* What to work on *
Reproduce each line of the records below that contains the string "window".

--- begin ---

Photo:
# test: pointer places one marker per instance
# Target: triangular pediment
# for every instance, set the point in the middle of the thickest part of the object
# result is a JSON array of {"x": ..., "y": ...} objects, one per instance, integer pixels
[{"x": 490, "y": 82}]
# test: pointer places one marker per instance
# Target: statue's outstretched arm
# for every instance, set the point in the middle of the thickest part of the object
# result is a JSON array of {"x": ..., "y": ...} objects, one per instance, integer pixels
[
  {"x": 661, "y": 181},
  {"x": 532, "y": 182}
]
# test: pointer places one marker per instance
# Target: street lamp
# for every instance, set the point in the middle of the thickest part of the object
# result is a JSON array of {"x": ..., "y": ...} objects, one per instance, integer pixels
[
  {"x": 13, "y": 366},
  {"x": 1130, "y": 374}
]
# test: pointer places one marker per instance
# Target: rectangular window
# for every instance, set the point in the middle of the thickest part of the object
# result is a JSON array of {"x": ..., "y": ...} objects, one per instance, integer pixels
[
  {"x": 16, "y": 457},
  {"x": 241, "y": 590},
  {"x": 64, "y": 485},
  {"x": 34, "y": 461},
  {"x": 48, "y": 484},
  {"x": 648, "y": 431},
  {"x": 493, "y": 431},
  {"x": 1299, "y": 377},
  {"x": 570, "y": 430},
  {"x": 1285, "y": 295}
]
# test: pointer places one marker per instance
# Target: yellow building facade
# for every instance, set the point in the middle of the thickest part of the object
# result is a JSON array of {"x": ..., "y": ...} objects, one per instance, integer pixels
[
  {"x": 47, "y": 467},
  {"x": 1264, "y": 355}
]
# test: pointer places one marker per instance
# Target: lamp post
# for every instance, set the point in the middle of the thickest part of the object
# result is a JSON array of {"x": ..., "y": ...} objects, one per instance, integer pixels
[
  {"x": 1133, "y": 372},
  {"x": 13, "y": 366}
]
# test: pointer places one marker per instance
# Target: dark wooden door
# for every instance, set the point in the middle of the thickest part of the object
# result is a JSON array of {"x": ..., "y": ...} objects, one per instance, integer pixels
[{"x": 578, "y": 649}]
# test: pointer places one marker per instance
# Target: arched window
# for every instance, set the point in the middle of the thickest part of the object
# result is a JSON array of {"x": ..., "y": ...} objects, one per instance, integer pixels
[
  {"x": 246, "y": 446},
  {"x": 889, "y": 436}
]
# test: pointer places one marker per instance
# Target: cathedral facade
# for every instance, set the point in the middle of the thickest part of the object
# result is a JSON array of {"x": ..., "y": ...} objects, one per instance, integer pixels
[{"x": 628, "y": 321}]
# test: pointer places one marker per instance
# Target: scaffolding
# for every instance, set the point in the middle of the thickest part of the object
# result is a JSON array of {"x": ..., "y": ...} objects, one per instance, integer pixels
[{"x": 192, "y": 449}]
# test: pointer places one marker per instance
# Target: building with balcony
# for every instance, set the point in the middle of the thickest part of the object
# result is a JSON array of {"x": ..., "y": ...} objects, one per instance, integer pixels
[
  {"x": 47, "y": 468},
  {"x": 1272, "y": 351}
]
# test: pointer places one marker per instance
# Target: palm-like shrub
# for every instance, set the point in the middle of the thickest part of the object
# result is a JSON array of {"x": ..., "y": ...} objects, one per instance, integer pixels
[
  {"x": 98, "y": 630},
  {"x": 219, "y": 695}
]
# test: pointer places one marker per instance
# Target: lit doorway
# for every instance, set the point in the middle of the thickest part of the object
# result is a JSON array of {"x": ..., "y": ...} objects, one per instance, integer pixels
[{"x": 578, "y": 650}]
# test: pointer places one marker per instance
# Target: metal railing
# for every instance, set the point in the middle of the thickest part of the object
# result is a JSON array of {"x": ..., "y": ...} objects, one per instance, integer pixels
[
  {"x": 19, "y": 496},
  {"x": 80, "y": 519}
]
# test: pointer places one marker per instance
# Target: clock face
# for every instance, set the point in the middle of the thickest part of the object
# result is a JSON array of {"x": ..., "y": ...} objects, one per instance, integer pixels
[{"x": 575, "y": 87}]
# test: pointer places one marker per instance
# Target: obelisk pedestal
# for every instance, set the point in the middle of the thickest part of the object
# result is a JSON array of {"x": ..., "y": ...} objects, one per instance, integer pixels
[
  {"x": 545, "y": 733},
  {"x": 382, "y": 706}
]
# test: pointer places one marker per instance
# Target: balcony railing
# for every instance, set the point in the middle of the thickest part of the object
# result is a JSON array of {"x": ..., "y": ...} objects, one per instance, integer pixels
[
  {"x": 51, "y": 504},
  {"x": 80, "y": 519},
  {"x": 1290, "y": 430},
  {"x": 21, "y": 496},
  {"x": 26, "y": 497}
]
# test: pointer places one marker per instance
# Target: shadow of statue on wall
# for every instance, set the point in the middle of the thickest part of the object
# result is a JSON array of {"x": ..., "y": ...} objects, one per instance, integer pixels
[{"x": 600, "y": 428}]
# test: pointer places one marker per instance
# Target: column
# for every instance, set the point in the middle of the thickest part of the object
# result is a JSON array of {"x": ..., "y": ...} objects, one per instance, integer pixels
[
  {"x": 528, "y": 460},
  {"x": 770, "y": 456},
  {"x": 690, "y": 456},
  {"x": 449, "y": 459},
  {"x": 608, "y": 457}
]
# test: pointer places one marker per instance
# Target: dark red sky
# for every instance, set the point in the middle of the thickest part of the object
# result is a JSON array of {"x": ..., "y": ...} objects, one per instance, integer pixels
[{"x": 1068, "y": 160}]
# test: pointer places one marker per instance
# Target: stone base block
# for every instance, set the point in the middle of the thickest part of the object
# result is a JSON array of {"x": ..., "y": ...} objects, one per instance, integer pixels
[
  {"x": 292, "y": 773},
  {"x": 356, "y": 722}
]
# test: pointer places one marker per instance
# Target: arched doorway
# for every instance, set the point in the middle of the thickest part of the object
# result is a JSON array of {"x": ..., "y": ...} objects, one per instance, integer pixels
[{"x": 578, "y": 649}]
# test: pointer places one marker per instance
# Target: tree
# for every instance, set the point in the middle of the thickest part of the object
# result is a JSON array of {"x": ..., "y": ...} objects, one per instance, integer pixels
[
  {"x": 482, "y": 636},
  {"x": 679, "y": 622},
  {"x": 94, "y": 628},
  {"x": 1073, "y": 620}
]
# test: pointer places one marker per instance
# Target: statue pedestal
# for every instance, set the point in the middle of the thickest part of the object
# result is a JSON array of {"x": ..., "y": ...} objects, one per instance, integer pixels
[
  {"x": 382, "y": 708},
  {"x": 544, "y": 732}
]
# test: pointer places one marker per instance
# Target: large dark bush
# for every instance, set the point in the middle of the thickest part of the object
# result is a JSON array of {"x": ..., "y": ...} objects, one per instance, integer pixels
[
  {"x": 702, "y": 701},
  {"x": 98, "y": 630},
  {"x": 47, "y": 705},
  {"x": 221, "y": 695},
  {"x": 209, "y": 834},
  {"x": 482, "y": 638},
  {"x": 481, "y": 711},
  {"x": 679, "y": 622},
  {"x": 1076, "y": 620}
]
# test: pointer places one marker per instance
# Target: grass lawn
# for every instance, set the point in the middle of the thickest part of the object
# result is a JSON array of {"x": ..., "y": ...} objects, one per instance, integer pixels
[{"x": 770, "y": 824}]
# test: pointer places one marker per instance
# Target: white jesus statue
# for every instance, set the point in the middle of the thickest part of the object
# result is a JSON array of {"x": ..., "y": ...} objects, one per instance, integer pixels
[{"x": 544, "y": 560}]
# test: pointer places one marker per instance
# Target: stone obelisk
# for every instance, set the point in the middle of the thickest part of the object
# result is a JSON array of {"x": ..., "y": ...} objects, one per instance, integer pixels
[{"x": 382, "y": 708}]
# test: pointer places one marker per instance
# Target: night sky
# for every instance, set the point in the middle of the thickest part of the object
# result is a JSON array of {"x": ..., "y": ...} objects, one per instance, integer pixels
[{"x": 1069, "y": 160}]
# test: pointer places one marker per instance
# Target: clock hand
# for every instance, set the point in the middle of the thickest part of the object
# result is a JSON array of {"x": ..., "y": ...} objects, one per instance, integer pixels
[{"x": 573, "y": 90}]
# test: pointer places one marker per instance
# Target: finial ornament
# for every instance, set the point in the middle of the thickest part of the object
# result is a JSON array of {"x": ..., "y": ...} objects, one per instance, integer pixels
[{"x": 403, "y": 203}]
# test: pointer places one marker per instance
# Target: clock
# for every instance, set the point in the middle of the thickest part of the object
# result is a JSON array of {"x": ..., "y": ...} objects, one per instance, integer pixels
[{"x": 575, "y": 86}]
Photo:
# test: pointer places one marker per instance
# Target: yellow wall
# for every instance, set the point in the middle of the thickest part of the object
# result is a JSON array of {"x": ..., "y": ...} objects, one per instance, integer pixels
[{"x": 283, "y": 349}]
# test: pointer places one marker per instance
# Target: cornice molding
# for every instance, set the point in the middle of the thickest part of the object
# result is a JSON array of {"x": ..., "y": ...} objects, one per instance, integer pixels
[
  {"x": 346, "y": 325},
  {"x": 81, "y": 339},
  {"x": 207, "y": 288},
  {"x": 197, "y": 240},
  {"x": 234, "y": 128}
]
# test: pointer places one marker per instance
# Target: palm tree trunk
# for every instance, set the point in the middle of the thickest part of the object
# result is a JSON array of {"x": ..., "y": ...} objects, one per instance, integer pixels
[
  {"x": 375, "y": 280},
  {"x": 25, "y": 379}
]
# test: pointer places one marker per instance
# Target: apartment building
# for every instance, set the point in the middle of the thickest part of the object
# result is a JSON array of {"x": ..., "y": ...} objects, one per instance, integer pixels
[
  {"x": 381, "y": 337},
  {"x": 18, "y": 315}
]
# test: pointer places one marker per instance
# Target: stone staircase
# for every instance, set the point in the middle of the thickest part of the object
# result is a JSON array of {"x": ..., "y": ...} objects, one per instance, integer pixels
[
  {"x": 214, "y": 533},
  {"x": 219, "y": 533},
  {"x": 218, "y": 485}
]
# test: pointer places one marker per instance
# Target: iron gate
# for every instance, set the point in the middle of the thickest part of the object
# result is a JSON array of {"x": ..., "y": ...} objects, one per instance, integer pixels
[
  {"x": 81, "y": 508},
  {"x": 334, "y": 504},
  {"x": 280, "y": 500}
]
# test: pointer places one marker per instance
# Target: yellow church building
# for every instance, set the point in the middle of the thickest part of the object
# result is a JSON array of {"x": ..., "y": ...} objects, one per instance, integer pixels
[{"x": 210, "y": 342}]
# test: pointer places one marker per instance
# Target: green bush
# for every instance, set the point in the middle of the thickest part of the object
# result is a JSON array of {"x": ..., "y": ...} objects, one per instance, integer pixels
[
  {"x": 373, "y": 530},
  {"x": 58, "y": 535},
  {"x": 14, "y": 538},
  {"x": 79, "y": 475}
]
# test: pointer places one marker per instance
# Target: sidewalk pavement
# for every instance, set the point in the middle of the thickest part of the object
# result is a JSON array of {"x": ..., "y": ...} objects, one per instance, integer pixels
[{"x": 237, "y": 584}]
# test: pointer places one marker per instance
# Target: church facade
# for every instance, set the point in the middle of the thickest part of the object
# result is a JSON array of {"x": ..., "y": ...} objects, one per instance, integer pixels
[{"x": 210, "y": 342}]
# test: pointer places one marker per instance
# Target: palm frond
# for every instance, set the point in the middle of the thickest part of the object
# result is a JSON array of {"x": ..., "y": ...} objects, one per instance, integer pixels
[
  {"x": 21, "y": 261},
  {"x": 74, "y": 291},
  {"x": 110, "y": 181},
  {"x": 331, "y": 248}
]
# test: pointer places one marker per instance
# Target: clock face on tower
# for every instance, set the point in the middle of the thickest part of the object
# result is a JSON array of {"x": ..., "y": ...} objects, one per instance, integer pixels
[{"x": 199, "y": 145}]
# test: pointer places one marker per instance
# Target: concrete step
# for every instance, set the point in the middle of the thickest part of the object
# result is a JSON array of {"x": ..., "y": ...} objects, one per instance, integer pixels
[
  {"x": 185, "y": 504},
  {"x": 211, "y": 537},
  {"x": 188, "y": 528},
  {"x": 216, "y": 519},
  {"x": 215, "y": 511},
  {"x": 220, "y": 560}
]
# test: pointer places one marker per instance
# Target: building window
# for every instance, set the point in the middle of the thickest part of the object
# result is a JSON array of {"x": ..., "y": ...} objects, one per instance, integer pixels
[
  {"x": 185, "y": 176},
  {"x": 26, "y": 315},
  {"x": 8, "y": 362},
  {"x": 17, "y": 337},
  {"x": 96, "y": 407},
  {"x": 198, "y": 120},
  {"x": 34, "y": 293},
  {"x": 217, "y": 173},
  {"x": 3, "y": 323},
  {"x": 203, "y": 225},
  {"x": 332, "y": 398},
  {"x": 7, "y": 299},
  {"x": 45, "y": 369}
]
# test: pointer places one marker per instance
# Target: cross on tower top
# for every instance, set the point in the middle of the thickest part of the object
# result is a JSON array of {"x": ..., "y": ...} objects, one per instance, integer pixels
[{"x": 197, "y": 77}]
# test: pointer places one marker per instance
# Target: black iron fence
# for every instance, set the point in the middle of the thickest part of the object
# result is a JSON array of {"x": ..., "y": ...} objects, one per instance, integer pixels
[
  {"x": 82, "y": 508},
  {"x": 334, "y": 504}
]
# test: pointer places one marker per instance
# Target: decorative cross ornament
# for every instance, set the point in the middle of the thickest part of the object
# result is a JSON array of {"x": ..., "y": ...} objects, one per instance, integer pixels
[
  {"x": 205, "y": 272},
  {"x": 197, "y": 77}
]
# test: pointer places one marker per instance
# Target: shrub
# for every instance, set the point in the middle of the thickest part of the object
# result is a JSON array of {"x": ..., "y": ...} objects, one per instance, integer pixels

--- end ---

* Answer to the task *
# Target: rectangular window
# Target: arched window
# Target: building window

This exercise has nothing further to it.